• WRITTEN TASK 1: List every line of the entries below that contains the string "green", matching case exactly.
▬▬▬▬▬▬▬▬▬▬
Re: [PATCH net 1/2] tcp: call sk_data_ready() after listener migration
From: Eric Dumazet
Date: Sat Apr 18 2026 - 02:02:46 EST
On Fri, Apr 17, 2026 at 9:17 PM Zhenzhong Wu <jt26wzz@xxxxxxxxx> wrote:
>
> When inet_csk_listen_stop() migrates an established child socket from
> a closing listener to another socket in the same SO_REUSEPORT group,
> the target listener gets a new accept-queue entry via
> inet_csk_reqsk_queue_add(), but that path never notifies the target
> listener's waiters.
>
> As a result, a nonblocking accept() still succeeds because it checks
> the accept queue directly, but waiters that sleep for listener
> readiness can remain asleep until another connection generates a
> wakeup. This affects poll()/epoll_wait()-based waiters, and can also
> leave a blocking accept() asleep after migration even though the
> child is already in the target listener's accept queue.
>
> This was observed in a local test where listener A completed the
> handshake, queued the child, and was closed before userspace called
> accept(). The child was migrated to listener B, but listener B never
> received a wakeup for the migrated accept-queue entry.
>
> Call READ_ONCE(nsk->sk_data_ready)(nsk) after a successful migration
> in inet_csk_listen_stop().
▬▬▬▬▬▬▬▬▬▬
• WRITTEN TASK 2: Translate this sentence from the patch message into Spanish: "The child was migrated to listener B, but listener B never received a wakeup for the migrated accept-queue entry."

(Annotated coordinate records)
▬▬▬▬▬▬▬▬▬▬
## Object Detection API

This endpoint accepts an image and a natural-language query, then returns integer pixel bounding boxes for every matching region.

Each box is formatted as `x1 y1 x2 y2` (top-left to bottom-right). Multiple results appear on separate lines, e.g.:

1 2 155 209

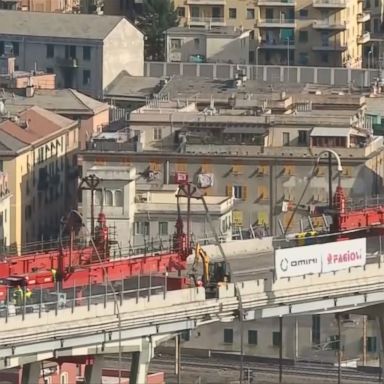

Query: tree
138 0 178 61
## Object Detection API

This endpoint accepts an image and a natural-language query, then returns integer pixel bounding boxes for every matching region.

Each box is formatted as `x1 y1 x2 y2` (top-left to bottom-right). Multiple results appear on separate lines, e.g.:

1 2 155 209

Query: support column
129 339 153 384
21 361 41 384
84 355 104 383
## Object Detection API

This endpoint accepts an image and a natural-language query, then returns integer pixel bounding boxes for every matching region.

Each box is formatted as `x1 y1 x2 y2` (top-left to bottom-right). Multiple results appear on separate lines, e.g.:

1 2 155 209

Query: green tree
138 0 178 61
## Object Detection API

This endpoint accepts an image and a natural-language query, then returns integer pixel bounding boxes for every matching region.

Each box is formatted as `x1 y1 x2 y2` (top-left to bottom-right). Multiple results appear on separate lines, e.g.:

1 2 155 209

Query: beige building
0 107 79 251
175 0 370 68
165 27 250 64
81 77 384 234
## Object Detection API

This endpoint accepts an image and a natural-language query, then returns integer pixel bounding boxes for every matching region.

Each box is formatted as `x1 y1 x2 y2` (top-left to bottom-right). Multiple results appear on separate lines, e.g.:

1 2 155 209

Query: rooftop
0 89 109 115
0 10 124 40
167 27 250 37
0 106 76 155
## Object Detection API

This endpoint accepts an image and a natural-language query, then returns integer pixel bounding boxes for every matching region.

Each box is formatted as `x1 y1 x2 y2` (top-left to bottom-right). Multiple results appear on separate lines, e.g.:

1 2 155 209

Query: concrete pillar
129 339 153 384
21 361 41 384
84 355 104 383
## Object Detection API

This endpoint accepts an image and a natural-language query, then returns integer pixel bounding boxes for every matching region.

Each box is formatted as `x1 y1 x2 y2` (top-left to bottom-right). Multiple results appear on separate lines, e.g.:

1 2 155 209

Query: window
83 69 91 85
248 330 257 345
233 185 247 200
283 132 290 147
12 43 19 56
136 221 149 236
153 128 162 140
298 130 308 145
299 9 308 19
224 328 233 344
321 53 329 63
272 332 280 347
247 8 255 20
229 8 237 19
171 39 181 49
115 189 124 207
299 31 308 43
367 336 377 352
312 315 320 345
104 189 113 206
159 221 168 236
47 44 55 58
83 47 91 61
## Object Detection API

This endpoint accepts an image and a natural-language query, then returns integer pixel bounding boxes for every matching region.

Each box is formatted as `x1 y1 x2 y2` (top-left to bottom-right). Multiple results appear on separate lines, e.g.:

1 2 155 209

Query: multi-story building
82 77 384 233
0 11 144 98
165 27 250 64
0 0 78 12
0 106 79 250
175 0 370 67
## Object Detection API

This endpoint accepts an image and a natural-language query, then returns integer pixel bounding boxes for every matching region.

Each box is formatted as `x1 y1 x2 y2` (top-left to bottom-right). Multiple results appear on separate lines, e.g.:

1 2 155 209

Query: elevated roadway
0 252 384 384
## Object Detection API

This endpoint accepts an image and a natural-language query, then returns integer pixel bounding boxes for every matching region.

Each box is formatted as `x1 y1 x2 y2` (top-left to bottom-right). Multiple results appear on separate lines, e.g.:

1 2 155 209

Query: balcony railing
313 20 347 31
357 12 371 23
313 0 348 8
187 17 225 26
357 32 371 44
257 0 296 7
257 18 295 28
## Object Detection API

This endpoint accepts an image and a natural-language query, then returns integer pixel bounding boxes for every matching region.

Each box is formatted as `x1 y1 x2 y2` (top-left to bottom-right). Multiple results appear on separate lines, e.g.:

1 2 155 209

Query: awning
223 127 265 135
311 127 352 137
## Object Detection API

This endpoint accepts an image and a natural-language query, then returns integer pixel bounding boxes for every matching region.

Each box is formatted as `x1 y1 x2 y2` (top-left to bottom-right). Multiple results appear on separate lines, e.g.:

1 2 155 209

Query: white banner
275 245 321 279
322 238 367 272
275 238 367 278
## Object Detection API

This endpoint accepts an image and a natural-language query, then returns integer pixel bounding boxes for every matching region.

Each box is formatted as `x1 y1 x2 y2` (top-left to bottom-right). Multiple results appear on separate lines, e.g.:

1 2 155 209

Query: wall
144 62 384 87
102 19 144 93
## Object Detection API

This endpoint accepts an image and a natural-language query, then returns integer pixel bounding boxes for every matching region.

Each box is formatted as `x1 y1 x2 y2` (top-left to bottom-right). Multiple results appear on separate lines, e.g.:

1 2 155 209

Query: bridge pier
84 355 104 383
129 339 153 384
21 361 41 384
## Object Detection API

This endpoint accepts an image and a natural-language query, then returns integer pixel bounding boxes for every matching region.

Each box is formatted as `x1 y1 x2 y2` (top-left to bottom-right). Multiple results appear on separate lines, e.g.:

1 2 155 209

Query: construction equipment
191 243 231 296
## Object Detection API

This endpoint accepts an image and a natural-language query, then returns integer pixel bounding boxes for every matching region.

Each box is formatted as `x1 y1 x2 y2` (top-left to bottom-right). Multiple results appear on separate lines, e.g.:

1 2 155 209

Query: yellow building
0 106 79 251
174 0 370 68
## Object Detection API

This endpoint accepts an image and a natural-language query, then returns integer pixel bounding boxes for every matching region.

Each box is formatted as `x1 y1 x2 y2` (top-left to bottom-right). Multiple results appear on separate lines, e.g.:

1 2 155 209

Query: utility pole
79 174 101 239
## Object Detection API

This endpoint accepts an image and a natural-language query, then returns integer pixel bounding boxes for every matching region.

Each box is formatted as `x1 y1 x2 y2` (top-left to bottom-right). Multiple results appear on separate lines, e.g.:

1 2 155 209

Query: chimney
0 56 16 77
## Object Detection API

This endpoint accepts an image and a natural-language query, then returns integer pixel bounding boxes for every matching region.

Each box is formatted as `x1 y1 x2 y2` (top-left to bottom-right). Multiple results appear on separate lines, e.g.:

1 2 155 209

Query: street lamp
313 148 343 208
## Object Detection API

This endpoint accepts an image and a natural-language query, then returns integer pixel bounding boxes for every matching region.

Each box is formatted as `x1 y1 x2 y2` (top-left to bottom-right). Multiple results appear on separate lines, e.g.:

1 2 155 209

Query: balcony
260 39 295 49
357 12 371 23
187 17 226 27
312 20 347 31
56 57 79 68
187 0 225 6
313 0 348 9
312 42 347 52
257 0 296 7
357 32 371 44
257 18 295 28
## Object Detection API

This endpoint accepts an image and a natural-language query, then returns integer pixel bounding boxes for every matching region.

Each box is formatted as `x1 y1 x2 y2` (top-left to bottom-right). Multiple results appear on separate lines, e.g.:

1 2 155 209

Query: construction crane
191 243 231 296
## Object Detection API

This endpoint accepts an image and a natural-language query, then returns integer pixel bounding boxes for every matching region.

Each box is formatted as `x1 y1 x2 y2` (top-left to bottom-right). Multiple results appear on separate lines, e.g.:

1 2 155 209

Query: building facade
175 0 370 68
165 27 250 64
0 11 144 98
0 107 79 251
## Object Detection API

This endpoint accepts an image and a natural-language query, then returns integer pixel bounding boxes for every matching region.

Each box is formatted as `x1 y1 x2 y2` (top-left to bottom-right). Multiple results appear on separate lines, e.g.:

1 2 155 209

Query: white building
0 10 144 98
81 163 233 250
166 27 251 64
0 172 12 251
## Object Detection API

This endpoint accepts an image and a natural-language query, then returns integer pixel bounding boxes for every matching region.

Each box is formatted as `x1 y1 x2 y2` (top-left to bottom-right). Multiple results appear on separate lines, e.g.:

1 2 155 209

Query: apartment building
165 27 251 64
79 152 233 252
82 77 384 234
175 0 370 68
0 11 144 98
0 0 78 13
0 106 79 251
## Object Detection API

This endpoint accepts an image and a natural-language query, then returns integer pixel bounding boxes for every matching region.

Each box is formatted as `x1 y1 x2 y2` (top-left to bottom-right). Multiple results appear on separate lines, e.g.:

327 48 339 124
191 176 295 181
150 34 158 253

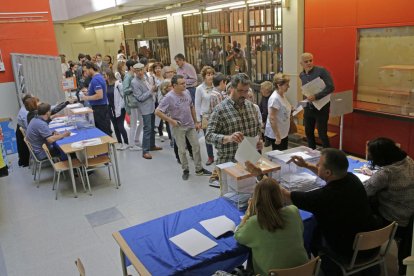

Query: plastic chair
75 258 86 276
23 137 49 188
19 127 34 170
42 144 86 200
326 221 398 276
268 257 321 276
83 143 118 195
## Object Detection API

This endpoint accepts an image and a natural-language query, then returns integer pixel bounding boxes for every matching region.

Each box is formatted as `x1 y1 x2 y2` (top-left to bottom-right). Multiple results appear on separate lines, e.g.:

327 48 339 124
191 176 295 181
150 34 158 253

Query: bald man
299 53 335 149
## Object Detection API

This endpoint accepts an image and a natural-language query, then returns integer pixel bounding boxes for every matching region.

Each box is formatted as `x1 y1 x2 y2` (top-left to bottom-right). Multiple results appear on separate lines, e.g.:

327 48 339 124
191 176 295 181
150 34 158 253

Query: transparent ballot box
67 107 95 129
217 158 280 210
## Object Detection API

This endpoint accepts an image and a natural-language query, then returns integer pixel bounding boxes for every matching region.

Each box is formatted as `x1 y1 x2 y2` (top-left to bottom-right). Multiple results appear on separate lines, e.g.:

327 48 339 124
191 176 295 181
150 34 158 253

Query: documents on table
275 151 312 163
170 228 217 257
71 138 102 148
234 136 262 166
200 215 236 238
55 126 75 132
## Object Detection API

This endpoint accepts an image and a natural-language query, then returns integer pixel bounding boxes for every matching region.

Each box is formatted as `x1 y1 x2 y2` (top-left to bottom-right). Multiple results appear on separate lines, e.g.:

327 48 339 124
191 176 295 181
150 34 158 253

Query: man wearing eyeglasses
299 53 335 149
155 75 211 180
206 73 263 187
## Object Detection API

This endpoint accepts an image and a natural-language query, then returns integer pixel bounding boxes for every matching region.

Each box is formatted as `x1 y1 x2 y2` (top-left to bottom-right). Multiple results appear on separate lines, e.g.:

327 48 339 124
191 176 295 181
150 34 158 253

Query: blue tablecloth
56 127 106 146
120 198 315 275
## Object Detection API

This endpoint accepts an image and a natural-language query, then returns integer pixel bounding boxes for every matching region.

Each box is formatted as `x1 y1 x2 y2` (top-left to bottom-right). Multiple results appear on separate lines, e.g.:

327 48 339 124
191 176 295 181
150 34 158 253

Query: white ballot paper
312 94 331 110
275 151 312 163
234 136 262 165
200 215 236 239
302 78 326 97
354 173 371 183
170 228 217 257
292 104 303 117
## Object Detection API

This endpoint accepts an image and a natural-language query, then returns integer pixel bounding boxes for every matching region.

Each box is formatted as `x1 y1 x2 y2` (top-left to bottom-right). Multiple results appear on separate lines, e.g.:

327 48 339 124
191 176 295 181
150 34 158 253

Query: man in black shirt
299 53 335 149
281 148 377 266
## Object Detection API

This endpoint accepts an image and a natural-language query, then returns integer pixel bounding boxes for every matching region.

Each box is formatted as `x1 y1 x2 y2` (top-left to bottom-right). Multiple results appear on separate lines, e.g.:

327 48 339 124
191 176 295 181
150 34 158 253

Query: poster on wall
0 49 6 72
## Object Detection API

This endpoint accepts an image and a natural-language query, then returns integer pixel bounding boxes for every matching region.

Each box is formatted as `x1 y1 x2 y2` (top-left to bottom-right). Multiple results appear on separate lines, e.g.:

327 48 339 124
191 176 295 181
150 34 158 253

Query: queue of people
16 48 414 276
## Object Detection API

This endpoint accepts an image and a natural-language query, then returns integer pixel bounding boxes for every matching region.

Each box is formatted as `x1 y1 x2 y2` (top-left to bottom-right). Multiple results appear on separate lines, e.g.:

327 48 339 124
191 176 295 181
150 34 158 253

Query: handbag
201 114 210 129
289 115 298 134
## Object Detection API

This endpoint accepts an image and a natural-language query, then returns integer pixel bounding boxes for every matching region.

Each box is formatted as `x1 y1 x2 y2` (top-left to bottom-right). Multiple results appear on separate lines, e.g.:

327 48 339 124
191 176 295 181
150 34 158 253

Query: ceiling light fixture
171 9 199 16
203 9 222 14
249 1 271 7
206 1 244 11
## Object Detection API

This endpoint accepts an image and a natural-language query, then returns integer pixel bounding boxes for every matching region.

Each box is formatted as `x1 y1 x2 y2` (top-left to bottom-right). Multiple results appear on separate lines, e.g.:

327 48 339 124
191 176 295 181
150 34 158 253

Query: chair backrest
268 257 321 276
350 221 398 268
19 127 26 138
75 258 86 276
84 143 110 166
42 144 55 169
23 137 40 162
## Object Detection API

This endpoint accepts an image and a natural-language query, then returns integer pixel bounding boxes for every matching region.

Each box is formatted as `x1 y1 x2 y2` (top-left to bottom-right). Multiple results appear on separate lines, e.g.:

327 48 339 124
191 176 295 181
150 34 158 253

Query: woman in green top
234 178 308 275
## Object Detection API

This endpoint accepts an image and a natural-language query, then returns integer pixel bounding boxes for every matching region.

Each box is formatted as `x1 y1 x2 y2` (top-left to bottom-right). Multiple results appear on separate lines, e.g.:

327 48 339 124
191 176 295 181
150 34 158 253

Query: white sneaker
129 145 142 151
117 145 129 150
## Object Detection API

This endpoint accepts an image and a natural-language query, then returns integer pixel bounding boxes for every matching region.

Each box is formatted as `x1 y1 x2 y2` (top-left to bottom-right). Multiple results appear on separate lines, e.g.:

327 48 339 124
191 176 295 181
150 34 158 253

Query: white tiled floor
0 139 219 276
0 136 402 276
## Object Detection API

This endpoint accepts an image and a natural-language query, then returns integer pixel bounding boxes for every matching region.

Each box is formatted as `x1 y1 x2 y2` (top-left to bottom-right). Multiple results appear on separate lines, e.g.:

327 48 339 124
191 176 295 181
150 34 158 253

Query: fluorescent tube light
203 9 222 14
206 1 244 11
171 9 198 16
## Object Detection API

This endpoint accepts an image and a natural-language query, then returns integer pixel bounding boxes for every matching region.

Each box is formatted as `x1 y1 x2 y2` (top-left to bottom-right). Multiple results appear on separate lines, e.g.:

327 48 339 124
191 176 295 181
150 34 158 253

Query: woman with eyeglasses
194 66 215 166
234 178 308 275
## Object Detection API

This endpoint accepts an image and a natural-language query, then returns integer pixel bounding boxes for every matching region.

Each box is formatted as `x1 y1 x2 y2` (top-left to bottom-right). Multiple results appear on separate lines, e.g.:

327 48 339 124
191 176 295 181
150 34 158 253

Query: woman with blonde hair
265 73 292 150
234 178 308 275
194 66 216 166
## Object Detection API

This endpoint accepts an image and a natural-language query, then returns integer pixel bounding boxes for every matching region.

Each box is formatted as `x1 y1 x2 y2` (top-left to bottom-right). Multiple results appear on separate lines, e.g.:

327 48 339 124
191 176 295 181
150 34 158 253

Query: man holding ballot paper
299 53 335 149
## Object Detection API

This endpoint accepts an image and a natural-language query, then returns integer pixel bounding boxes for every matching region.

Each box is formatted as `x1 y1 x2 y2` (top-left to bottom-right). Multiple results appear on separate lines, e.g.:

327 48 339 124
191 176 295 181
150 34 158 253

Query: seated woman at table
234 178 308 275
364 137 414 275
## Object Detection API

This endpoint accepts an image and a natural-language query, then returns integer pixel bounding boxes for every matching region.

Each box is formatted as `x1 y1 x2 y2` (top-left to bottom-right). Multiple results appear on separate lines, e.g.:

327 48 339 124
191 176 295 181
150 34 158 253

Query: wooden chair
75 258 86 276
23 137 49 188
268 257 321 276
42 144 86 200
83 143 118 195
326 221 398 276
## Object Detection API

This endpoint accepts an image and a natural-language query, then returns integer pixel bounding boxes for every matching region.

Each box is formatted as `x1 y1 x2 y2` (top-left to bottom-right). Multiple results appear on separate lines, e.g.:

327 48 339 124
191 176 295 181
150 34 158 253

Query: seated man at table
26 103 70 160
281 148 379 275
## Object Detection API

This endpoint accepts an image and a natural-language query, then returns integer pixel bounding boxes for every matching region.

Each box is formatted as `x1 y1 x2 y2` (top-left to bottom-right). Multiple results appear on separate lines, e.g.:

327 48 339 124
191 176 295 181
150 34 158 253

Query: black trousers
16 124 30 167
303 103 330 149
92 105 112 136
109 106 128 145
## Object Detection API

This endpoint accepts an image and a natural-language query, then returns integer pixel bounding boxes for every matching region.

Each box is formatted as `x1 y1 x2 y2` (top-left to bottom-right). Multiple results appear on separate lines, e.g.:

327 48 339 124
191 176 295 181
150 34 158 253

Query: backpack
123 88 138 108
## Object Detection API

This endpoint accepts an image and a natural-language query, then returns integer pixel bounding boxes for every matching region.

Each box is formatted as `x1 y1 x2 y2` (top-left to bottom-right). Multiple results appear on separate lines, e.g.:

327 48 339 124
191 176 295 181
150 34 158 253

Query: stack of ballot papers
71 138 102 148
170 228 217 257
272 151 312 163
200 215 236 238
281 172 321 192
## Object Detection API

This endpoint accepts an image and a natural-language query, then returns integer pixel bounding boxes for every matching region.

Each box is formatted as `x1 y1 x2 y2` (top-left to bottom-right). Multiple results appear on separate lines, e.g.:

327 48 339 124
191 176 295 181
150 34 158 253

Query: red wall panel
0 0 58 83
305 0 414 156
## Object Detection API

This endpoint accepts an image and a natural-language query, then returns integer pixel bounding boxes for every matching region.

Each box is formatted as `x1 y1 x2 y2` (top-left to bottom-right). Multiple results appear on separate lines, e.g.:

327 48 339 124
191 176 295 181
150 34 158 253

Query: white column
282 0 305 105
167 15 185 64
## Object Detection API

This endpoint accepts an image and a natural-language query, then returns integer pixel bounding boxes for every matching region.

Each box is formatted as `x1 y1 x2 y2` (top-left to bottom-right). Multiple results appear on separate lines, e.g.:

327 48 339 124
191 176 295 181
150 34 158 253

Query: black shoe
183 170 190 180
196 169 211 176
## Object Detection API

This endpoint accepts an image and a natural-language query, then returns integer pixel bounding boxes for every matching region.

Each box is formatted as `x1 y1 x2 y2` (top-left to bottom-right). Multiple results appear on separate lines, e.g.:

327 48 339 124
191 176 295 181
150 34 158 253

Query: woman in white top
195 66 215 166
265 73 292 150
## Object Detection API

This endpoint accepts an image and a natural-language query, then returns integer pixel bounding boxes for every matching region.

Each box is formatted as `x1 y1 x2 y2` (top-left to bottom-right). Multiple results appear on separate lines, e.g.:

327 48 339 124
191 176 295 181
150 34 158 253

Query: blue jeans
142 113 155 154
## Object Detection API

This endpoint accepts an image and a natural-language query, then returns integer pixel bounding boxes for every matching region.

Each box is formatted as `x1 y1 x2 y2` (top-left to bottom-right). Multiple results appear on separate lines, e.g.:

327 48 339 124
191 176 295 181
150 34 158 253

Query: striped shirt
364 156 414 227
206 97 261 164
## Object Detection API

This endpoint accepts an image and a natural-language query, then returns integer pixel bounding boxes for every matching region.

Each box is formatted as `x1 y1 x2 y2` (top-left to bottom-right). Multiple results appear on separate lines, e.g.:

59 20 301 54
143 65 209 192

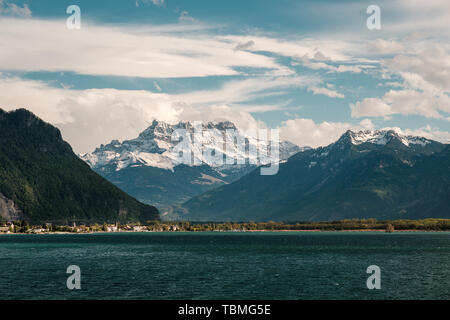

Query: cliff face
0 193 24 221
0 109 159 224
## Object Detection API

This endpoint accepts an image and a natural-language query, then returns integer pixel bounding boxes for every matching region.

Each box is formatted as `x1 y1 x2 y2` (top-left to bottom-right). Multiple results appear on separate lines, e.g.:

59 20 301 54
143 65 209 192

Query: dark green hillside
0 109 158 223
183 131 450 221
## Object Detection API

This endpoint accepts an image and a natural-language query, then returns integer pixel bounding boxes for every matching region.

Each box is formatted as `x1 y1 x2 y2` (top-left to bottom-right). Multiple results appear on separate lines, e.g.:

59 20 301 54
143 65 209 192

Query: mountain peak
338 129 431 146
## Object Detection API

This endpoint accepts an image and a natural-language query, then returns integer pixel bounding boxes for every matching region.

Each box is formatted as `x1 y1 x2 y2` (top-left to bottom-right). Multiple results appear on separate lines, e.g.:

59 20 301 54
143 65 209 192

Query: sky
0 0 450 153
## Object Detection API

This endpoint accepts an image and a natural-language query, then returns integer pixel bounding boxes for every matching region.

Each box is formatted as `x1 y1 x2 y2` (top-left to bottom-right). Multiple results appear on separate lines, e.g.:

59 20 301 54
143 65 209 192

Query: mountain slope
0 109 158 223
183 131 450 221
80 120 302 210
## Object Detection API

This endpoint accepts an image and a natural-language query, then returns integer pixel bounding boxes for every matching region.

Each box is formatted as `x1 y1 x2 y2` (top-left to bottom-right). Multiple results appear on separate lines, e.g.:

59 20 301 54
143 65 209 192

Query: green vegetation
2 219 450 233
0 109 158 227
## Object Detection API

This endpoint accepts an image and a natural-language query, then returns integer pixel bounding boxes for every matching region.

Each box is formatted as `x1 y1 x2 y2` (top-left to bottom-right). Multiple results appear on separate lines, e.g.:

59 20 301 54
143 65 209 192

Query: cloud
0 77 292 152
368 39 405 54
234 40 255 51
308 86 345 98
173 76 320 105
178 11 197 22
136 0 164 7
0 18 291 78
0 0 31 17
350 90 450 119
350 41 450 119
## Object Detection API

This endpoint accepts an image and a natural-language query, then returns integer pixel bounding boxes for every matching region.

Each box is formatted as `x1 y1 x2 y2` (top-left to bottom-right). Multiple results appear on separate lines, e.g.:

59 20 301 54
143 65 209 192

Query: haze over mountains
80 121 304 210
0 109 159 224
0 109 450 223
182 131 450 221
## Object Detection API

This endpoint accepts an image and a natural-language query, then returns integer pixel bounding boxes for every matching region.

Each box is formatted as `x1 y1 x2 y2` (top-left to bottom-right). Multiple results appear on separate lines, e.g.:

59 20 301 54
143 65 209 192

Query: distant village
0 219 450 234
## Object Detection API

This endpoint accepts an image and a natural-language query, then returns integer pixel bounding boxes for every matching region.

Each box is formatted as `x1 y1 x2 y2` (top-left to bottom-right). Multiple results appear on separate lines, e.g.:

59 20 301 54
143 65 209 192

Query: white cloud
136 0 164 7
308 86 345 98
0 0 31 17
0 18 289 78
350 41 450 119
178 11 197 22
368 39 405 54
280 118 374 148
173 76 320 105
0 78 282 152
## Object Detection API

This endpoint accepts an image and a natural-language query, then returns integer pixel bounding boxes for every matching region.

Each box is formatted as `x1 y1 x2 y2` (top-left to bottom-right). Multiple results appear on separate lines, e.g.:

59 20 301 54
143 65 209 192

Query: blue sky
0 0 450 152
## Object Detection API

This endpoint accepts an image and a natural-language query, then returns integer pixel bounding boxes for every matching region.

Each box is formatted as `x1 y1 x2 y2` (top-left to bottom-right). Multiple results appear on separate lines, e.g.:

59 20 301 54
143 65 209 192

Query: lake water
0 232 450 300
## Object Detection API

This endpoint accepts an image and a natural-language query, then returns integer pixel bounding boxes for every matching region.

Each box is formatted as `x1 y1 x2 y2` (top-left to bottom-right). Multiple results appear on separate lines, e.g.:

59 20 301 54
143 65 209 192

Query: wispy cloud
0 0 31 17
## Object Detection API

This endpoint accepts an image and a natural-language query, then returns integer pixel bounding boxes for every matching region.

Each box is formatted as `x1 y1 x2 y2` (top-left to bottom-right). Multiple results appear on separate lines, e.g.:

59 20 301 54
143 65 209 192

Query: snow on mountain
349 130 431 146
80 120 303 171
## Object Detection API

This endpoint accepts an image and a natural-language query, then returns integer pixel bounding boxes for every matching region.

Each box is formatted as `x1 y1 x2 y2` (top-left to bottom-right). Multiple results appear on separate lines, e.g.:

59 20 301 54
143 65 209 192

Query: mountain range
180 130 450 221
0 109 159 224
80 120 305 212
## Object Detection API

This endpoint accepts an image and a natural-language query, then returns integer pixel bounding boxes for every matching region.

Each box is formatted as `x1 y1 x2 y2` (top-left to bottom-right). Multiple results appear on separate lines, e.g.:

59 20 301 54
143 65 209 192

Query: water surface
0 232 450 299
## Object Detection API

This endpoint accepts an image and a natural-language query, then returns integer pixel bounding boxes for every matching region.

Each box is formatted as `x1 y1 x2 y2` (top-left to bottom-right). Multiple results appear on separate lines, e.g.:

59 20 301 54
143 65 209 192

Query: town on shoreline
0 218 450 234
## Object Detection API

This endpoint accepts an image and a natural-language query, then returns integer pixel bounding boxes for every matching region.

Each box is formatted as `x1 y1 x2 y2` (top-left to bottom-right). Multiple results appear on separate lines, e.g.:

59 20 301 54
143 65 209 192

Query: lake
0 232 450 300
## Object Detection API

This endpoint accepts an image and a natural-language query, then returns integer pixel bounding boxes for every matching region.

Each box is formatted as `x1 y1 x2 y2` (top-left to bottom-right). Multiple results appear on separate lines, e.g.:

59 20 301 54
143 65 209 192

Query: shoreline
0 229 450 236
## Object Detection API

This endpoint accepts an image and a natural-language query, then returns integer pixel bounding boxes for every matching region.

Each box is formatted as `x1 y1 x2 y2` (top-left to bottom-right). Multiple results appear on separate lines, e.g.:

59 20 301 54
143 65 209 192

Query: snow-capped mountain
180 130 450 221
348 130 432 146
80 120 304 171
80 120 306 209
▬▬▬▬▬▬▬▬▬▬
• CORRECT RESULT 1:
Query: green tree
Query: woman in green top
Query: dark green hillside
Query: green vegetation

• CORRECT RESULT 2: El hijo se migró al listener B, pero el listener B nunca recibió una notificación de activación para la entrada migrada de la cola de aceptación.